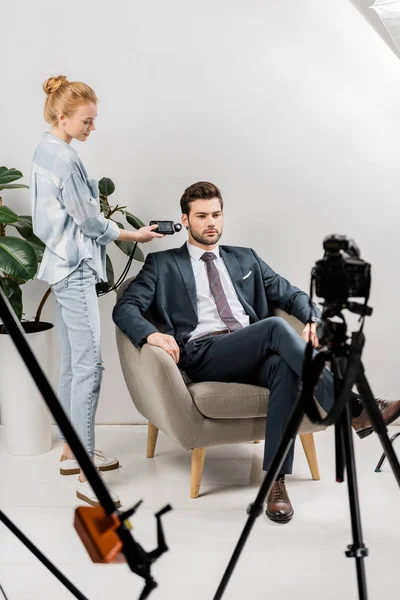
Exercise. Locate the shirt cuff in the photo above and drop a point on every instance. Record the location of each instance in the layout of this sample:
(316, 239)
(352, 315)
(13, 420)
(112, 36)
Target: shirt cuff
(110, 234)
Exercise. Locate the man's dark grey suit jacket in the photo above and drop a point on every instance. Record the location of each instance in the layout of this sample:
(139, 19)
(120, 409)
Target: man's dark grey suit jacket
(167, 287)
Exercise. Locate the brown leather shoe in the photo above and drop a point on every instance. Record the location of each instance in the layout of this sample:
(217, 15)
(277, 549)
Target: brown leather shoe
(390, 412)
(279, 508)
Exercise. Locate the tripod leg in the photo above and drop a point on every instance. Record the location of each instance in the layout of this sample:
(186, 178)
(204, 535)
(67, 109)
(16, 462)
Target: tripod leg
(17, 532)
(377, 421)
(256, 509)
(356, 550)
(378, 467)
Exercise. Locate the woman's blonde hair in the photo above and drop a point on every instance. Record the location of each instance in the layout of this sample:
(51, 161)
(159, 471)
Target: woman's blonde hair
(64, 97)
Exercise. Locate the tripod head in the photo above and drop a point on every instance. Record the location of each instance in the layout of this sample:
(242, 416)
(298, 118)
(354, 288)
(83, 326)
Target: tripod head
(333, 333)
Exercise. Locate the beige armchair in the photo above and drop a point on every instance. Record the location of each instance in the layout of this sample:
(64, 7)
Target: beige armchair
(198, 415)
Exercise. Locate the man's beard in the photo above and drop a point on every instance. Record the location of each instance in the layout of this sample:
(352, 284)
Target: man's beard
(202, 238)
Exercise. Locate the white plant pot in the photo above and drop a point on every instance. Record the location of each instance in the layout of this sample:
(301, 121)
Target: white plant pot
(25, 416)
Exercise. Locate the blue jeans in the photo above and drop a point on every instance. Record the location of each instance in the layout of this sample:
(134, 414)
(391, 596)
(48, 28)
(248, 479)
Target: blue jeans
(78, 323)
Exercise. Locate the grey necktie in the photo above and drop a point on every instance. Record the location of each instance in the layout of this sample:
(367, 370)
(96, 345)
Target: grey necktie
(224, 310)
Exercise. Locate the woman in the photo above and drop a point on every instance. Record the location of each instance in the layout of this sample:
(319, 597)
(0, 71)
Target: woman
(67, 218)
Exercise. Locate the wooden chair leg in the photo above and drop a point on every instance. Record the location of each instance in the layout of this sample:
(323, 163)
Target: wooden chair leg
(152, 434)
(198, 456)
(307, 439)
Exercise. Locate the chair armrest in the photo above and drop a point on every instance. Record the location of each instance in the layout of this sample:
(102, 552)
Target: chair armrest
(158, 390)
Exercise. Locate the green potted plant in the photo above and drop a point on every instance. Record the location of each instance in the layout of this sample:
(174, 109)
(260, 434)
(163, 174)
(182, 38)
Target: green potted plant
(106, 188)
(27, 423)
(26, 420)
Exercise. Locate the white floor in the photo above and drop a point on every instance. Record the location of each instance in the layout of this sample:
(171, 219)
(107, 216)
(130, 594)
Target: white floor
(303, 559)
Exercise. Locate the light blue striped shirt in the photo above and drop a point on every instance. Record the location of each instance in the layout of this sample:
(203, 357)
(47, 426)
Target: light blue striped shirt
(66, 212)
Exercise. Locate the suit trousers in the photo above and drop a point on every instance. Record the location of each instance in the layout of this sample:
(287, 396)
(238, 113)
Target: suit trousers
(268, 353)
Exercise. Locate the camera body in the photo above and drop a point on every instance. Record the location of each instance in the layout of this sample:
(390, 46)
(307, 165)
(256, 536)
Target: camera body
(341, 274)
(166, 227)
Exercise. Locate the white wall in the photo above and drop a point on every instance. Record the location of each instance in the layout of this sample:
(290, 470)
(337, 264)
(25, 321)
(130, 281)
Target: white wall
(292, 108)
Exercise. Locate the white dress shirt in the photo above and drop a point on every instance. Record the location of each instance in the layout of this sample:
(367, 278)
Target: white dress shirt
(209, 319)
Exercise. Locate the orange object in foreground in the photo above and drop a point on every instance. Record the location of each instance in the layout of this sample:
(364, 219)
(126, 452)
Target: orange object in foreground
(98, 533)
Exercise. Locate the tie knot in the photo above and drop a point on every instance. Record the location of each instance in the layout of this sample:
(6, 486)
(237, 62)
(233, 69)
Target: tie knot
(207, 256)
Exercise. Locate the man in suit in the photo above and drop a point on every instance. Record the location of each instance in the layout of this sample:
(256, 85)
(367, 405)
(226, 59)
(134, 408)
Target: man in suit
(214, 303)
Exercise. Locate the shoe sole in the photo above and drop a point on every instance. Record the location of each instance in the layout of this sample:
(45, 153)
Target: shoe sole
(281, 520)
(94, 502)
(77, 471)
(366, 432)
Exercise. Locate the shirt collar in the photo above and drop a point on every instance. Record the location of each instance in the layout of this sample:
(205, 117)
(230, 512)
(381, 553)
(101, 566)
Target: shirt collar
(50, 137)
(196, 253)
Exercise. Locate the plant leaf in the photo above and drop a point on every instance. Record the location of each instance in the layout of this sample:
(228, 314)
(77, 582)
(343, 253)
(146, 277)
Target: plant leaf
(13, 186)
(9, 175)
(134, 221)
(127, 247)
(17, 258)
(7, 215)
(103, 286)
(14, 295)
(106, 186)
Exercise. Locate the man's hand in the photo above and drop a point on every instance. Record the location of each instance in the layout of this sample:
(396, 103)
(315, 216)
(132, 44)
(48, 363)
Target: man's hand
(310, 333)
(166, 342)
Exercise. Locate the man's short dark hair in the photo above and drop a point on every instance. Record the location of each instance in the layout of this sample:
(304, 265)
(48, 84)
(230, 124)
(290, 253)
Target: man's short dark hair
(203, 190)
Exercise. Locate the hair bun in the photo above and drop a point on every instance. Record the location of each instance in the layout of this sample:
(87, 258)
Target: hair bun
(52, 84)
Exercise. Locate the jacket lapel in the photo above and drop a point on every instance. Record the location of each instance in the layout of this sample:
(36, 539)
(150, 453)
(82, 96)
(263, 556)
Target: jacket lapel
(236, 275)
(182, 259)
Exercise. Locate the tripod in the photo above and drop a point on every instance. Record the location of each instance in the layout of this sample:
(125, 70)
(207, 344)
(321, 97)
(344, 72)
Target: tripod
(104, 530)
(347, 370)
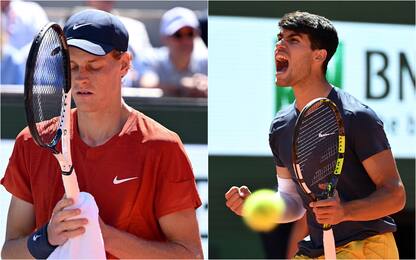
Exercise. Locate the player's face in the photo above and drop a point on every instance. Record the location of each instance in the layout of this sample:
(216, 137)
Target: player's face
(293, 57)
(95, 81)
(182, 42)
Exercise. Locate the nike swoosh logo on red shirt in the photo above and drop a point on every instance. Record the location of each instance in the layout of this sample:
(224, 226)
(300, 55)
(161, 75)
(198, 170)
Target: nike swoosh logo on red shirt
(118, 181)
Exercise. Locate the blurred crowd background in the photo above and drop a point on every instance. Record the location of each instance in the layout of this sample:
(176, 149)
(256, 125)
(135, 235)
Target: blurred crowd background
(168, 41)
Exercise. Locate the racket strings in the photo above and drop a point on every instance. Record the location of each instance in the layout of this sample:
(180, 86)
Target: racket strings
(48, 85)
(317, 147)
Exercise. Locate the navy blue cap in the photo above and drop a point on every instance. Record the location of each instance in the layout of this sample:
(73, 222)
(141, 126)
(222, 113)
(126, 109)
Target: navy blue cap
(96, 32)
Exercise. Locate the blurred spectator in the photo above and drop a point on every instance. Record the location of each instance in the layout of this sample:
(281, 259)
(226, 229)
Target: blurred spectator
(139, 42)
(11, 65)
(203, 25)
(179, 68)
(20, 22)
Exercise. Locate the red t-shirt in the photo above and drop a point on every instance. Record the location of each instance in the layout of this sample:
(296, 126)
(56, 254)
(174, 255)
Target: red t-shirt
(150, 157)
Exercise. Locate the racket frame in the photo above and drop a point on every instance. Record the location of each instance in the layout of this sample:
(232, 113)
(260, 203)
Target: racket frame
(63, 133)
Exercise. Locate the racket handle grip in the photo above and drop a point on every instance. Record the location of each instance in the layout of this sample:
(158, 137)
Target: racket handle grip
(71, 186)
(329, 245)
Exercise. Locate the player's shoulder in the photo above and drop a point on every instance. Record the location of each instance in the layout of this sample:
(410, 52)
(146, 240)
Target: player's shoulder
(283, 118)
(354, 108)
(151, 131)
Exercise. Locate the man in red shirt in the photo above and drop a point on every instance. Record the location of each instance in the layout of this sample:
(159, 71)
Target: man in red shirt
(135, 168)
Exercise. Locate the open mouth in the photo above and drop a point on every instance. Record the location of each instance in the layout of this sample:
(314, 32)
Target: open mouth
(282, 63)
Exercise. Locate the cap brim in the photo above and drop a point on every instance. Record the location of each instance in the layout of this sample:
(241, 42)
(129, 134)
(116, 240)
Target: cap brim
(95, 49)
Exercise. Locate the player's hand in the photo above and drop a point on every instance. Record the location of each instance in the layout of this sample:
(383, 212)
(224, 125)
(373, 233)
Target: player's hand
(61, 227)
(235, 198)
(329, 211)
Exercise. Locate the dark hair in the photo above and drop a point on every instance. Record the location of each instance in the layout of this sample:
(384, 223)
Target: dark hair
(320, 31)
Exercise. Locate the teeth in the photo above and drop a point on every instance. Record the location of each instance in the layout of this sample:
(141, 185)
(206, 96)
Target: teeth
(281, 58)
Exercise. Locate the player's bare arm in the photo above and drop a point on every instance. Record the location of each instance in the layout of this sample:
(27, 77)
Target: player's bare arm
(389, 198)
(20, 224)
(236, 196)
(181, 231)
(63, 224)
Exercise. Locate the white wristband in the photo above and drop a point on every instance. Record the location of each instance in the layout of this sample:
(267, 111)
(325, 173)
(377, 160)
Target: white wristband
(294, 206)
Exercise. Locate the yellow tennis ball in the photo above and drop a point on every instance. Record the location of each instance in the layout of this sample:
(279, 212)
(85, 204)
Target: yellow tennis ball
(262, 209)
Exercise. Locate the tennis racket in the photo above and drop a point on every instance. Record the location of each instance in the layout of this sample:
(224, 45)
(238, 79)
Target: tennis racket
(48, 99)
(318, 155)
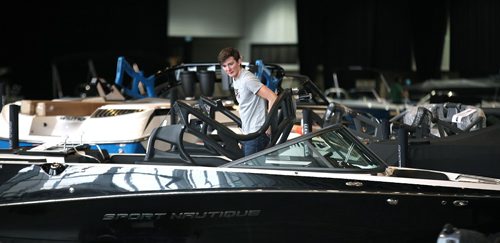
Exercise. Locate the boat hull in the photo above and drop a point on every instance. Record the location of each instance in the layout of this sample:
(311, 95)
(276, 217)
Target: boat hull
(206, 205)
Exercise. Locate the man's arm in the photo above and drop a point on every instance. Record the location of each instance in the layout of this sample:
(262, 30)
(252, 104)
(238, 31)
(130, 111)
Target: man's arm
(267, 94)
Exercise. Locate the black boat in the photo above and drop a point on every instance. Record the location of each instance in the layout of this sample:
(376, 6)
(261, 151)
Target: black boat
(325, 186)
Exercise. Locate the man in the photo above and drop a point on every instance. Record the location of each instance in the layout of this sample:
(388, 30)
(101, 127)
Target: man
(251, 95)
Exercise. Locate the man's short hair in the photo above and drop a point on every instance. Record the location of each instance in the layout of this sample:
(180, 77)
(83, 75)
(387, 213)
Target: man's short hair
(228, 52)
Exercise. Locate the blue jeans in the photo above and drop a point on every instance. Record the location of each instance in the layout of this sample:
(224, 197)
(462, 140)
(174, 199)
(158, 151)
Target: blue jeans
(255, 145)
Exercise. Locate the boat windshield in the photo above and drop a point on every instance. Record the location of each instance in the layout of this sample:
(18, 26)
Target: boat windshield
(335, 149)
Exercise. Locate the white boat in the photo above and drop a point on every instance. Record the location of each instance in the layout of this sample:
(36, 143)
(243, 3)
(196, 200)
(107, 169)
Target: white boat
(118, 127)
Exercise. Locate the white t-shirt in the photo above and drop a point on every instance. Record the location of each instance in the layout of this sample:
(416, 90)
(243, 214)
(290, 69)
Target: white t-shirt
(252, 107)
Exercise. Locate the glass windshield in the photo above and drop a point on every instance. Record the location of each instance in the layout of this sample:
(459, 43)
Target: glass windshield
(334, 149)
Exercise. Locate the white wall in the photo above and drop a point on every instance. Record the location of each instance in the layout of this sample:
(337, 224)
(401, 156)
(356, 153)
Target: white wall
(239, 22)
(198, 18)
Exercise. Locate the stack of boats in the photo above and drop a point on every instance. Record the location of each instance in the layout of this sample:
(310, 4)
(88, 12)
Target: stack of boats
(191, 185)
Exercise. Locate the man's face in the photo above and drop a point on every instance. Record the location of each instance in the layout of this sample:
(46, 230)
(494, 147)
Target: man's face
(231, 67)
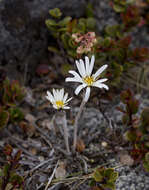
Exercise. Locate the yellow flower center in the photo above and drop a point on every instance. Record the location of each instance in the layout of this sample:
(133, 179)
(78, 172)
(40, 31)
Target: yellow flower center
(59, 104)
(88, 80)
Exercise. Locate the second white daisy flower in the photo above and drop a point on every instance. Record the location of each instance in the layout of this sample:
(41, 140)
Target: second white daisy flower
(86, 78)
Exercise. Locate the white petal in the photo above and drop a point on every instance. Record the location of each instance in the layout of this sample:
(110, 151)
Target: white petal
(76, 75)
(68, 100)
(54, 106)
(87, 94)
(87, 65)
(91, 64)
(66, 107)
(55, 94)
(61, 94)
(82, 66)
(65, 97)
(79, 88)
(98, 84)
(79, 68)
(50, 97)
(68, 79)
(99, 71)
(102, 80)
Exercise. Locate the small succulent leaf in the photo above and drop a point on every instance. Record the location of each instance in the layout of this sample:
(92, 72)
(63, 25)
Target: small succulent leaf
(109, 185)
(1, 173)
(15, 178)
(97, 176)
(65, 21)
(147, 157)
(16, 114)
(89, 10)
(6, 169)
(8, 150)
(4, 118)
(9, 186)
(90, 23)
(119, 9)
(53, 49)
(130, 136)
(146, 166)
(125, 119)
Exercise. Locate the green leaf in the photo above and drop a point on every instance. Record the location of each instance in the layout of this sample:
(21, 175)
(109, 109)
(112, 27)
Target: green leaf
(56, 13)
(109, 186)
(15, 178)
(130, 136)
(89, 10)
(90, 23)
(6, 169)
(9, 186)
(1, 173)
(118, 8)
(65, 68)
(97, 176)
(50, 23)
(147, 157)
(146, 166)
(65, 21)
(4, 118)
(53, 49)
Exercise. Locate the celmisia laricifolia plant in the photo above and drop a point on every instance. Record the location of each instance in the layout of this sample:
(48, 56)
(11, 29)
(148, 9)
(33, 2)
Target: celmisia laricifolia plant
(60, 100)
(87, 80)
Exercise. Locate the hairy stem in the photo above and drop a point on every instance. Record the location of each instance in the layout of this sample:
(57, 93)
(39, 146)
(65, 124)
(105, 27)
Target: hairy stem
(65, 128)
(76, 123)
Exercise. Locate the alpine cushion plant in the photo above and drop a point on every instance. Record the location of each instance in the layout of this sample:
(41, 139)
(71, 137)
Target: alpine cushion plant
(87, 80)
(60, 100)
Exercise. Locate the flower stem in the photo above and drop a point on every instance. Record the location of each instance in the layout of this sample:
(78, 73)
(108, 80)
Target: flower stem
(76, 124)
(65, 128)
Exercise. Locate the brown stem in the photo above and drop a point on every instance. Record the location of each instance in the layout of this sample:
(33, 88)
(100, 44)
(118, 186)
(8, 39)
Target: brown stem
(65, 128)
(76, 124)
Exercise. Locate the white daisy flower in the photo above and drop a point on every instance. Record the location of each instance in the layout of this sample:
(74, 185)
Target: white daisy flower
(86, 78)
(58, 99)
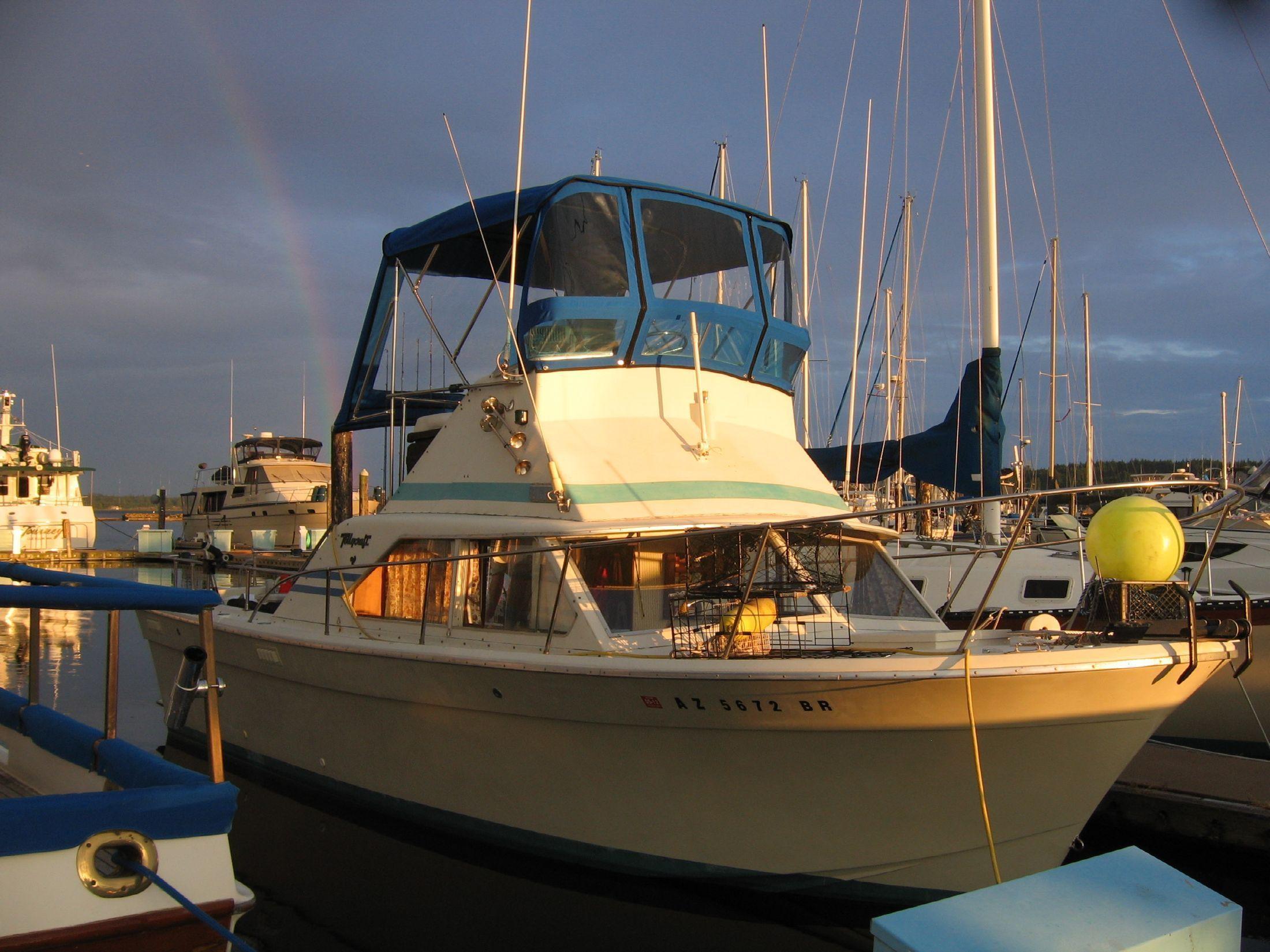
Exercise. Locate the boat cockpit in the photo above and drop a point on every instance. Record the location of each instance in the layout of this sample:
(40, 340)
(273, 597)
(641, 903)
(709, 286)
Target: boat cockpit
(615, 273)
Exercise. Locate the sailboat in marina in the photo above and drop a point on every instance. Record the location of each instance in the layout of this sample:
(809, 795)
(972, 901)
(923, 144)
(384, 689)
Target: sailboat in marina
(614, 613)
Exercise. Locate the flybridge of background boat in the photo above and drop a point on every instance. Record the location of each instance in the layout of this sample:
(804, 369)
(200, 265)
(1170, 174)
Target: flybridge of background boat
(610, 272)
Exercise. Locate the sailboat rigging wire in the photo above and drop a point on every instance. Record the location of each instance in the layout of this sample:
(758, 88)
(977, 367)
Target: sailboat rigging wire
(1023, 337)
(868, 320)
(834, 163)
(1049, 126)
(978, 770)
(793, 62)
(1023, 137)
(1216, 131)
(472, 201)
(1247, 42)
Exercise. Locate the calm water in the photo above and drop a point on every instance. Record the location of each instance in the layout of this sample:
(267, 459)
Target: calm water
(328, 880)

» Problem to solve
Reproduce the listing from the line containing "Exercise. Locate the flybridge" through the end, keeping every line and leaving the requests and their format samples unchanged. Multiply each coordinate in the answers by 0.85 and round to the nearest whole number, with halves rounded up.

» Reply to the task
Exercise. Locate the flybridge of background boat in the photo above and drop a point on every instance. Record the location of each instance in the layout of this sample:
(804, 369)
(200, 265)
(1170, 174)
Target: flybridge of background boat
(519, 231)
Exercise. Locate the sailboat rigging wire in the photo above and drop a point on every instance. Record the location of each instance in the layout of this sample:
(758, 88)
(977, 367)
Target: sailboat rigging wire
(870, 286)
(738, 272)
(709, 139)
(892, 107)
(831, 655)
(674, 53)
(870, 116)
(1034, 111)
(401, 171)
(1060, 36)
Exercise. Locate the calm water in the photo above and drop a point on every instance. Record the location of each instance in the layout of this sample:
(267, 459)
Target: calm water
(279, 748)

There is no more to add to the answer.